▶ _What you need to do_
1: Answer these questions from the travel account about the trip to Moscow, giving each answer on its own line marked (a), (b) or (c).
(a) What is Cadogan Hall next to?
(b) How long is the flight to Moscow?
(c) What was the one Russian word the writer knew?
2: Say whether each statement agrees with the travel account about the trip to Moscow. Answer yes or no, and quote the words from the account that decide it.
(a) The writer sang Rachmaninov in English at the concert.
(b) The plane landed at Domodedova after dusk.
(c) The writer spent the night before the flight in a hotel.

▶ _Document excerpt_
Rachmaninov concert, Cadogan Hall, London, Sat 2nd March
My Russian adventure started in London. The night before flying off, I was singing Rachmaninov (in Russian) at a concert in Cadogan Hall next to Sloane Square (no relation). I stayed the night in the Barbican at a friends' flat just down the road from Smithfield meat market. Passing through the next morning, it was unusually quiet with no sign of the usual meat porters rushing around in their white coats. Then the writing on a shop window explained it all ...
It's a four hour flight to Moscow. A snowstorm was well underway when we landed after dusk at Domodedova to the south of the city. The white runway was barely distinguishable from the rest of the airfield except there weren't any of the huge mountains of snow which were piled up to the sides which made it feel you were landing on the moon. As we turned off onto the taxiway, I looked back to see if any more aircraft were trying to make it in but the runway was already swarming with flashing yellow beacons - snow ploughs like worker ants, battling to keep the runway open before the next flight came in.
Once through immigration I had to run the gauntlet of the hundreds of taxi-drivers touting for business. This was my first chance to practice the one Russian word I knew : "Nyet" pronounced with the puffed out chest of authority. It seemed to work. Miraculously, Natalia, who had come to meet me spotted me in the crowd. Must have been something to do with the sandals and shorts abroad in the middle of winter.

▶ _Recorded information_
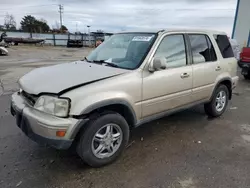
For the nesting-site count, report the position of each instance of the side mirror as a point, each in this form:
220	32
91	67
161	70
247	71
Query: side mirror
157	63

▶ _Responses in order_
1:
(a) Sloane Square
(b) Four hours
(c) "Nyet"

2:
(a) No: "I was singing Rachmaninov (in Russian)"
(b) Yes: "we landed after dusk at Domodedova"
(c) No: "I stayed the night in the Barbican at a friends' flat"